Items listed in a dataset:
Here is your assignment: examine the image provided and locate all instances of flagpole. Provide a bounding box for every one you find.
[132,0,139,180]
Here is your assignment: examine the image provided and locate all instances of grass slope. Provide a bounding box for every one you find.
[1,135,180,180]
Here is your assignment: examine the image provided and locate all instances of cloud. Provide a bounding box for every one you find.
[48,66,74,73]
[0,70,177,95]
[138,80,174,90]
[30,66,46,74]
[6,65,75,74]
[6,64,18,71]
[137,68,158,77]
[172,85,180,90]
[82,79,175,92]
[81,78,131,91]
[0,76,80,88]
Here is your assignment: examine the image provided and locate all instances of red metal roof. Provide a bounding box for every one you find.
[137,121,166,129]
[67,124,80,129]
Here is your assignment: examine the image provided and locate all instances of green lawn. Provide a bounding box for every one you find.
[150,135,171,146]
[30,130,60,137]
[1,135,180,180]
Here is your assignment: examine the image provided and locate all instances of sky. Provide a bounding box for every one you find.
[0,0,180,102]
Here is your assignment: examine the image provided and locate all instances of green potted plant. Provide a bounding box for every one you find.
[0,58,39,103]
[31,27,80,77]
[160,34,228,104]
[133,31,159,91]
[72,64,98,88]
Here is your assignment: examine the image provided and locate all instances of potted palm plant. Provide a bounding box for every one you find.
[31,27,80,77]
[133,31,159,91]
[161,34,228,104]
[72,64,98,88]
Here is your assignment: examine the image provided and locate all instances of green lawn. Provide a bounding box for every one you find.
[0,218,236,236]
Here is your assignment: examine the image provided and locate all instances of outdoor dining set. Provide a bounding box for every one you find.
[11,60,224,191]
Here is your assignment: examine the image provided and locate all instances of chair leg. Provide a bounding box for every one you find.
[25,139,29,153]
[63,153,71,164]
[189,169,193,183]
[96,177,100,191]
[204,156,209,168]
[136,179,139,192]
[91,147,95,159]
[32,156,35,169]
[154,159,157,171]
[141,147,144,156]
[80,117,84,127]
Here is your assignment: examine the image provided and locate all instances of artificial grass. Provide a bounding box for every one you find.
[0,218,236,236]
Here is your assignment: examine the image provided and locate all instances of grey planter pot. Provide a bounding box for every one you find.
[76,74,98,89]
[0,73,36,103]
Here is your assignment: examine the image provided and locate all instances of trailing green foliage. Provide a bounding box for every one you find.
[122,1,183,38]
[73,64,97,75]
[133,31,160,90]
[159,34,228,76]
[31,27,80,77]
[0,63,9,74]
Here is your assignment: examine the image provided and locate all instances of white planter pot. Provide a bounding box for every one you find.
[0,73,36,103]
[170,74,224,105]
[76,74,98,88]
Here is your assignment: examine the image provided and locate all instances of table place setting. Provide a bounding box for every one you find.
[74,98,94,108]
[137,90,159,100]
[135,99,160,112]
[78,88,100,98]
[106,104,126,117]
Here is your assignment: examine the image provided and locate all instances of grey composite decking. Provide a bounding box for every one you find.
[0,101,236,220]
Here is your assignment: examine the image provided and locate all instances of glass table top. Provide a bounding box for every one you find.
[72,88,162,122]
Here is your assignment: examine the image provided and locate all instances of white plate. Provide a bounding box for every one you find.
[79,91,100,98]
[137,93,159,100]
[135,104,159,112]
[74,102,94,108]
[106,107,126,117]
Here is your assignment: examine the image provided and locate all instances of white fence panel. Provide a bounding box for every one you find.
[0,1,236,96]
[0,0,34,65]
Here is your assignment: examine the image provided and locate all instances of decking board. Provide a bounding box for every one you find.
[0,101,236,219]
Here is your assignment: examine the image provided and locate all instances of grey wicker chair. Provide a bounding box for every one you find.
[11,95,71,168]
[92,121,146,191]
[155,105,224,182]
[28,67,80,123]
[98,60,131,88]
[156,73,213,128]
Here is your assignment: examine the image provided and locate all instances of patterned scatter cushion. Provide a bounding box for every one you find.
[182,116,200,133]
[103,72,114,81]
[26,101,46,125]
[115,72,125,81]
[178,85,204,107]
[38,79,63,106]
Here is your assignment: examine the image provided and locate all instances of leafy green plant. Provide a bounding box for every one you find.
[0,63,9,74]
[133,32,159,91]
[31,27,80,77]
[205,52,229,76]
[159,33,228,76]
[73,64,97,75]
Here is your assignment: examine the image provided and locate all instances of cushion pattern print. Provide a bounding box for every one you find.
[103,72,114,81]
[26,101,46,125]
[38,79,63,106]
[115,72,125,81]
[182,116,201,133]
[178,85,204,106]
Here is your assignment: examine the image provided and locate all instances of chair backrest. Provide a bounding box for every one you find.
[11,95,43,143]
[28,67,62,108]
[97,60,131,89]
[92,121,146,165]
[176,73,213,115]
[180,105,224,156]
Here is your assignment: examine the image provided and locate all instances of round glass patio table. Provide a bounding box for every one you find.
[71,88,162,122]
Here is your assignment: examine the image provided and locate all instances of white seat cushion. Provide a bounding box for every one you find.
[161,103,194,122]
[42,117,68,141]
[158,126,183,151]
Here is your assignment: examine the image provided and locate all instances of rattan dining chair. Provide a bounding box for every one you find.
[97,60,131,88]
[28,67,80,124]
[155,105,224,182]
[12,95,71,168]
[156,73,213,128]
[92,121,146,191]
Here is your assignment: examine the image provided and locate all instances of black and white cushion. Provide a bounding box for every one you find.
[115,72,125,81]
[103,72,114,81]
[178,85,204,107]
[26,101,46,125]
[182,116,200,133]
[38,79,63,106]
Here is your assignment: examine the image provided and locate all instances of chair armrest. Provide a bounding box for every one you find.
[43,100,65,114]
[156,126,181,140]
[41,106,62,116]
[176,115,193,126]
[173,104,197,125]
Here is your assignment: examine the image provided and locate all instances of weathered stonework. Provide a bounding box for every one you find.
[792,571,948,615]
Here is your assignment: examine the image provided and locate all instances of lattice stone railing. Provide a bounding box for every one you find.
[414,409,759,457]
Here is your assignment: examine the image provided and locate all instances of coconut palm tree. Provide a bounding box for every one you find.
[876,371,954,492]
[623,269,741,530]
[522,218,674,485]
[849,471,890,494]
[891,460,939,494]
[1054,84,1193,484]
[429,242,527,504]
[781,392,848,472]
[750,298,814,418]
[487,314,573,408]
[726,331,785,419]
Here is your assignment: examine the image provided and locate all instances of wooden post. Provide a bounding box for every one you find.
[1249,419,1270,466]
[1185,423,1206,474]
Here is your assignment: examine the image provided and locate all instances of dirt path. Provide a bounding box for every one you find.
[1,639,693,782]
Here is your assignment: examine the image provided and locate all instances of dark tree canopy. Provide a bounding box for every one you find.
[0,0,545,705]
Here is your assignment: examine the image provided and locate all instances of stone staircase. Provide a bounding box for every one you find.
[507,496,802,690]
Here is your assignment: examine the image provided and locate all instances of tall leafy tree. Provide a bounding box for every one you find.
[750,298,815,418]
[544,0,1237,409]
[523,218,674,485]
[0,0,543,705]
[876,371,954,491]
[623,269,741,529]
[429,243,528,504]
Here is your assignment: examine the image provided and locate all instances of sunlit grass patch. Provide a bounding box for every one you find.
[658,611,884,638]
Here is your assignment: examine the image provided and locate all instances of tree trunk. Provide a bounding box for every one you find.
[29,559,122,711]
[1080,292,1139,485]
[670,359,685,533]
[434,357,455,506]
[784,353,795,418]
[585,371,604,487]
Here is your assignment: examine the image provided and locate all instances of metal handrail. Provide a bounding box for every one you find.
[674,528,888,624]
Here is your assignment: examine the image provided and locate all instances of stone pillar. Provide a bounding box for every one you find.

## [What you need to do]
Retype the data exactly as it reads.

## [The answer]
Here is your assignment: examine the image provided and locate all instances of flagpole. Provide a bounding box for every one you find.
[132,0,139,180]
Here is your assignment: examine the image provided and locate all instances of grass slope. Provide a bounding box for every one you find.
[1,135,180,180]
Here is your assignment: examine the image provided and locate all instances of cloud. Provide a bounding box for every one you find.
[48,66,74,73]
[0,70,177,95]
[138,80,174,90]
[30,66,46,74]
[6,65,75,74]
[6,64,18,71]
[137,68,158,77]
[172,85,180,90]
[82,79,175,92]
[81,78,131,91]
[0,76,80,88]
Here is your assignment: examine the image provided and locate all instances of red metal roof. Provide a bounding box for every one you find.
[137,121,166,129]
[67,124,80,129]
Here is your assignment: examine the image provided and locate all instances of green lawn. Provide a bounding box for every one you find.
[150,135,171,146]
[30,130,60,137]
[1,135,180,180]
Here is your assignment: examine the image provided and locate all instances of sky. Provide a bounding box for every one you find.
[0,0,180,102]
Here is your assignment: examine the image provided and locate all instances of green potted plant. Provide a bounding box for every one you find.
[0,58,39,103]
[31,27,80,77]
[160,34,228,104]
[133,31,159,91]
[72,64,98,88]
Here is your assignment: examine the image provided and locate all instances of potted palm plant. Provide a bounding box for every one you find.
[31,27,80,77]
[133,31,159,91]
[161,34,228,104]
[72,64,98,88]
Here is your assignment: examine the image provided and locate all instances of green lawn. Provide a bounding box for every one you find.
[0,218,236,236]
Here is your assignment: examine the image provided and locate all instances of outdoor dining set. Provide a bounding box for every one you find.
[11,60,224,191]
Here is your assignment: examine the image provided and locate all instances of chair leg. Provide a bounding box for every one you find.
[25,139,29,153]
[63,153,71,164]
[189,169,193,183]
[96,177,100,191]
[204,156,209,168]
[136,179,139,192]
[91,147,95,159]
[32,156,35,169]
[154,159,157,171]
[141,147,144,156]
[80,117,84,127]
Here is your assignment: examine the image provided and locate all instances of artificial grass. Provide a bounding box for every one you find.
[0,218,236,236]
Here is your assignment: examine the image provided and locate all instances of grey planter pot. Provide a bounding box for every one you find.
[76,74,98,89]
[0,73,36,103]
Here is your assignment: examine the image provided and locate all instances of trailing green foliage. Provide a bounding box for every one you find.
[122,1,183,38]
[73,64,97,75]
[133,31,160,90]
[159,34,228,76]
[31,27,80,77]
[0,63,9,74]
Here is your assignment: examine the image provided and locate all instances of white planter pot. Provide a bounding box for every one you find.
[0,73,36,103]
[170,74,224,105]
[76,74,98,88]
Here is your assignment: examine the image provided and locate all instances of table place setting. Provide a bounding box for every one you find.
[74,98,94,108]
[137,90,159,100]
[135,99,160,112]
[78,88,100,98]
[106,104,126,117]
Here is your assignment: examine the image provided and locate all instances of grey composite decking. Provide a bounding box for every one you find.
[0,101,236,220]
Here is your assignment: examine the image provided and locate all instances of glass table top. Provide a bounding box for every one you find.
[72,88,162,122]
Here is your assignment: examine the image provided and locate all instances of white plate. Provide a bounding box for every one you find.
[79,91,100,98]
[137,93,159,100]
[135,104,159,112]
[74,102,94,108]
[106,107,126,117]
Here is your assignment: examine the image provided and locate all instances of white fence panel. Provide a bounding box for every one you find.
[0,1,236,96]
[0,0,34,65]
Here is your assignment: examine the image provided and locate all instances of decking board. Provide a bounding box for every one you find.
[0,101,236,219]
Here is your assignment: examine the image provided and locate all instances of grey wicker chair. Provide a bounding box for every one you find.
[11,95,71,168]
[92,121,146,191]
[155,105,224,182]
[28,67,80,123]
[98,60,131,88]
[156,73,213,128]
Here is your assignment: examine the image provided and locate all instances of patterned scatter cushion. Provide a bounding box for every one you find.
[182,116,200,133]
[103,72,114,81]
[26,101,46,125]
[115,72,125,81]
[178,85,204,107]
[38,79,63,106]
Here is your assignment: examine the image provided and locate all instances of leafy green plant. Provide a bounding box for every one you find.
[0,63,9,74]
[133,32,159,91]
[31,27,80,77]
[205,52,229,76]
[159,33,228,76]
[73,64,97,75]
Here is your assignment: examine the image provided and locate all instances of cushion pattern print. Provide a bounding box for every one you find.
[103,72,114,81]
[26,101,46,125]
[38,79,63,106]
[115,72,125,81]
[182,116,201,133]
[178,85,204,106]
Here is your assignment: examine the image provided and locate all instances of chair backrest. Provide a bounding box for every one you find.
[11,95,43,143]
[28,67,62,108]
[97,60,131,89]
[92,121,146,165]
[176,73,213,115]
[180,105,224,156]
Here is your assignment: examine the image provided and locate all instances of round glass patio table. Provide a bounding box for every one you find.
[71,88,162,122]
Here is your assignment: examine the image provided and locate all instances of white seat cushion. Provide a bounding box for every one you find.
[161,103,194,122]
[42,117,68,141]
[158,126,183,151]
Here is your assignment: examine the image provided and locate all instances of rattan dining chair. Provide a bounding box for every one you find.
[97,60,131,88]
[28,67,80,124]
[155,105,224,182]
[12,95,71,168]
[156,73,213,128]
[92,121,146,191]
Here is your assignment: examine the image provided and locate all instances of black and white cushion. Provide a bounding box for every one you find.
[115,72,125,81]
[103,72,114,81]
[178,85,204,107]
[26,101,46,125]
[182,116,200,133]
[38,79,63,106]
Here is your assignment: examine the image provided and locate all instances of chair armrest. Provide a bounding box for every one you find.
[43,100,65,114]
[156,126,181,140]
[41,106,62,116]
[176,115,193,126]
[173,104,197,125]
Here is your assignment: examine the image provided and locate all instances of weathered stonework. Provide a bounding box for every one you find.
[792,571,948,615]
Here is your assignment: examine the image provided and locate all instances of lattice stone railing. Provide a bounding box for every one you find.
[414,409,759,457]
Here is your assignment: examine the image provided and locate all instances of coconut palm tree. Provide a bounding box for every one you find.
[876,371,954,492]
[623,269,741,530]
[522,218,674,485]
[849,471,890,494]
[891,460,939,494]
[1054,84,1193,484]
[429,242,527,504]
[781,392,848,472]
[750,298,814,418]
[487,314,573,408]
[726,331,785,419]
Here is your assignment: examine the image provided and locate all instances of wooden post. Provide a bounding box for every one you find.
[1249,419,1270,466]
[1185,423,1206,474]
Here is your assignment: examine the image provided and locate all instances of dirt path. Provide a bounding box for every one you find.
[1,639,693,782]
Here is your assignment: examine the image provided and locate all instances of dark tree canopy. Provide a bounding box for every one you find.
[0,0,545,705]
Here is your assignment: examine the image provided and locate all instances of stone staircase. Provide a bounding box for every one you find.
[507,496,802,690]
Here is your assignment: examine the image provided and locate all instances of tall leafy tree. Provide a bounding box for every one you find.
[750,298,815,418]
[544,0,1237,409]
[523,218,674,485]
[0,0,543,705]
[876,371,954,491]
[623,269,741,529]
[429,243,528,504]
Here is your assignment: examine the image provided and locate all instances of sunlit grass patch. Provide a bounding box for every one you find.
[658,611,884,638]
Here is your assignment: examine the image provided and locate all instances of tree trunk. Provide a bounding box for every one you find.
[29,559,122,711]
[1080,292,1139,485]
[670,359,685,533]
[434,357,455,506]
[784,353,795,418]
[585,371,604,487]
Here is your assignment: examine the image provided and locate all instances of metal handrail. Provide a bounding box for every one you find.
[674,528,888,624]
Here is your assignment: examine the image provided and locate all instances of stone pillar. Provide a bounding box for every one you find.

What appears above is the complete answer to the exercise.